- [EXCERPTED DATA]
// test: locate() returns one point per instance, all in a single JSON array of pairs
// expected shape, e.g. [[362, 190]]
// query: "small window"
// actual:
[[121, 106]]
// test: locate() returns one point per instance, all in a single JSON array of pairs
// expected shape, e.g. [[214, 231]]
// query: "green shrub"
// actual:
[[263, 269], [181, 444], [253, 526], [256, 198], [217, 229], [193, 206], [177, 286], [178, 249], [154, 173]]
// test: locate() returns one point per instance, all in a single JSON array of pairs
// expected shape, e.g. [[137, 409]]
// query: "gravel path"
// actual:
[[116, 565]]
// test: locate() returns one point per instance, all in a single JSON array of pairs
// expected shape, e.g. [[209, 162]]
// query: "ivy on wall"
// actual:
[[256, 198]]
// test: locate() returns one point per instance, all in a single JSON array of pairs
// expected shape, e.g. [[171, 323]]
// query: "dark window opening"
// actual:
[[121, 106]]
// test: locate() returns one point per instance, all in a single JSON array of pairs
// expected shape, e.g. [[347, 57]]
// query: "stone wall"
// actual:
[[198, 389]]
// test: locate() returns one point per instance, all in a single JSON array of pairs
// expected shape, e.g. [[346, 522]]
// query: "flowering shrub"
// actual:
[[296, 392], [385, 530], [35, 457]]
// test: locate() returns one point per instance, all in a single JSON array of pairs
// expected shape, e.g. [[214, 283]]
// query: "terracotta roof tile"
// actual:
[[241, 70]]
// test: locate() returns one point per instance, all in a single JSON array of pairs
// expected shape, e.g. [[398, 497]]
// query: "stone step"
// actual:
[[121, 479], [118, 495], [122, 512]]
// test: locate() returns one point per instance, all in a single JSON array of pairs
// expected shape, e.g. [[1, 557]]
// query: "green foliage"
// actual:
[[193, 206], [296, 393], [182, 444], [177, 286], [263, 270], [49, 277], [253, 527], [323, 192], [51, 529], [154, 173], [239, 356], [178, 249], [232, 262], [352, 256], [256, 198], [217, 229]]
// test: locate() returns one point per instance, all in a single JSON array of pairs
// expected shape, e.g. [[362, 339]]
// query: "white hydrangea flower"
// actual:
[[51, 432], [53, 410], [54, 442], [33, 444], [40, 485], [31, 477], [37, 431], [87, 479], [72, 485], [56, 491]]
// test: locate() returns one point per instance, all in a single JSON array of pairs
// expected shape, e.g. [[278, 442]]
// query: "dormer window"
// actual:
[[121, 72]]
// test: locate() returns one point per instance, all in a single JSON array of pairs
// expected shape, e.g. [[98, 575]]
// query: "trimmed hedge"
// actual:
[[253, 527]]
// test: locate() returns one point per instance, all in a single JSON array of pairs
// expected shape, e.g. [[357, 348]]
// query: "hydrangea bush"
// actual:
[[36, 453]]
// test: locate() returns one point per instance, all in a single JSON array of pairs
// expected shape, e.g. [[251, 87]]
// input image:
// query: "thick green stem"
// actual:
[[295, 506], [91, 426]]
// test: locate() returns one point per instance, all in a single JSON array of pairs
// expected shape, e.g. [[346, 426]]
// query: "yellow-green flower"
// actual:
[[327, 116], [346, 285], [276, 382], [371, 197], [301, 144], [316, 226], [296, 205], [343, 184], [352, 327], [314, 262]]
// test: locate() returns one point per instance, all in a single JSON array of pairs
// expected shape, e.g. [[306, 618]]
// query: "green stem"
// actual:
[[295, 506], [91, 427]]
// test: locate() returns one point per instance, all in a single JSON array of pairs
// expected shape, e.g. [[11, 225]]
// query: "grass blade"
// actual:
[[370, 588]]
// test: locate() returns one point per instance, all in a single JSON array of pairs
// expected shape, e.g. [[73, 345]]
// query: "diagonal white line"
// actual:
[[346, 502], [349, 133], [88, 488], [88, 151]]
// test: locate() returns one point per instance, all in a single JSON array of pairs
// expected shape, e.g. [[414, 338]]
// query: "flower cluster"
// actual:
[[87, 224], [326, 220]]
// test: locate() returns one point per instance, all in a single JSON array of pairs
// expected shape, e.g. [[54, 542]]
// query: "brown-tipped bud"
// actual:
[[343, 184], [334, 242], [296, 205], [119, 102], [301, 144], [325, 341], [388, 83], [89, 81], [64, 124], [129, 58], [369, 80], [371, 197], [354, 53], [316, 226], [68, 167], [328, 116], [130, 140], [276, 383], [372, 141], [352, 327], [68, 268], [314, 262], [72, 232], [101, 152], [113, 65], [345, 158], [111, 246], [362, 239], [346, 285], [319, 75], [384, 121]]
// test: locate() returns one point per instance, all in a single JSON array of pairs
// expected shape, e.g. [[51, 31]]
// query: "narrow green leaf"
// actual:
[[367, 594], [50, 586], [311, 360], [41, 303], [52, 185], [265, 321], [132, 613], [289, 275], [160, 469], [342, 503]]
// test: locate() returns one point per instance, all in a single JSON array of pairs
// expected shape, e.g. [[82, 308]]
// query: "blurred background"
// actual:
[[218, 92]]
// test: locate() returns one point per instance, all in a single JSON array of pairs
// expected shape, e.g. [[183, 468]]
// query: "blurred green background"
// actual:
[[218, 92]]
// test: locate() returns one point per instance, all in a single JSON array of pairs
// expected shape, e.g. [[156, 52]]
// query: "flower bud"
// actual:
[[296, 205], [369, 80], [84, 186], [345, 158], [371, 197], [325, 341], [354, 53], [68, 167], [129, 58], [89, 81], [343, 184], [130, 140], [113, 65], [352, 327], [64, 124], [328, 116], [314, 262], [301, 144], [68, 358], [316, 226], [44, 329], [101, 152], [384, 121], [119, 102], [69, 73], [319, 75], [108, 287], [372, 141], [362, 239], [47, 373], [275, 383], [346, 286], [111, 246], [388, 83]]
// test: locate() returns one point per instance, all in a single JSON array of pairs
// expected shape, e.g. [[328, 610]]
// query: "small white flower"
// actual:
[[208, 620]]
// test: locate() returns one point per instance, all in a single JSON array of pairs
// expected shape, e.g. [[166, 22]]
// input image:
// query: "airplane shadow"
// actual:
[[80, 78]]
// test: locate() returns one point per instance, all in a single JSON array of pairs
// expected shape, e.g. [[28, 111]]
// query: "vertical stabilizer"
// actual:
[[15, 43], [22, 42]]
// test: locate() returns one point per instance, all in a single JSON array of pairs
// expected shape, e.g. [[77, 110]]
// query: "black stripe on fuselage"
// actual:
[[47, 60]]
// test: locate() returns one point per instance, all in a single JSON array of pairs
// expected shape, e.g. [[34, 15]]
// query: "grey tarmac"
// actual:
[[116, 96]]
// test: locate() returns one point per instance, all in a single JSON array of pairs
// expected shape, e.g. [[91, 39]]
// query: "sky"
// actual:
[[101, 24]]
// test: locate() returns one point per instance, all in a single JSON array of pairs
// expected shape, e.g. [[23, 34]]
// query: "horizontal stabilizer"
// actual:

- [TO BE DONE] Reproduce, character for character, the part of the records that runs from their start through the line containing "249], [154, 173]]", including that line.

- [COMPLETED EXERCISE]
// test: locate() returns one point per instance, all in a single JSON array of pairs
// expected shape, e.g. [[362, 190]]
// query: "small window"
// actual:
[[121, 106]]
// test: locate() returns one point per instance, all in a single JSON array of pairs
// expected shape, e.g. [[214, 231]]
// query: "green shrub"
// actual:
[[263, 269], [181, 444], [253, 526], [256, 198], [217, 229], [193, 206], [177, 286], [178, 249], [154, 173]]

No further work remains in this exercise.